What you should do: Reproduce every row below with each "mask" replaced by "region" and all other text unchanged. Omit the pictures from the output.

Image region outline rows:
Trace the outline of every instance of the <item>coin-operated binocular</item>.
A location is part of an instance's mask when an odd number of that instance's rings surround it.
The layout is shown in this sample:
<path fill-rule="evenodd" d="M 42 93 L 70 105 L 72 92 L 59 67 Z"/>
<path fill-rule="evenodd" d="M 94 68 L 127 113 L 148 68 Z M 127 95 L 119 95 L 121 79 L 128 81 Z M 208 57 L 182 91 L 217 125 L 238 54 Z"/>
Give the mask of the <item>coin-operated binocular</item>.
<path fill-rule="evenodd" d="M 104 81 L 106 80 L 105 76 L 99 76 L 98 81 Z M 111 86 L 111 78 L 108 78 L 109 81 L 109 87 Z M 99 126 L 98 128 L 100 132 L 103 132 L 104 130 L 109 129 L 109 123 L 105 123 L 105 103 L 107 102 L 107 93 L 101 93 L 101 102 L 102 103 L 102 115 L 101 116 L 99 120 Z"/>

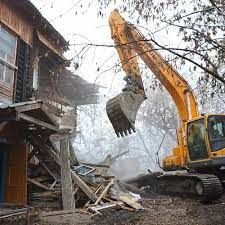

Worked solution:
Trace the outline of every instance of the <item>coin-operated binocular</item>.
A location is part of an instance's region when an odd number of that instance's rings surround it.
The layout is shown in this sample:
<path fill-rule="evenodd" d="M 42 93 L 70 105 L 72 92 L 59 67 Z"/>
<path fill-rule="evenodd" d="M 94 68 L 127 113 L 148 68 Z M 127 95 L 119 95 L 121 79 L 128 81 Z M 208 57 L 182 91 L 217 125 L 238 54 Z"/>
Give the region of the <item>coin-operated binocular</item>.
<path fill-rule="evenodd" d="M 104 81 L 106 80 L 105 76 L 99 76 L 98 81 Z M 111 86 L 111 78 L 108 78 L 109 81 L 109 87 Z M 99 126 L 98 128 L 100 132 L 103 132 L 104 130 L 109 129 L 109 123 L 105 123 L 105 103 L 107 102 L 107 93 L 101 93 L 101 102 L 102 103 L 102 115 L 101 116 L 99 120 Z"/>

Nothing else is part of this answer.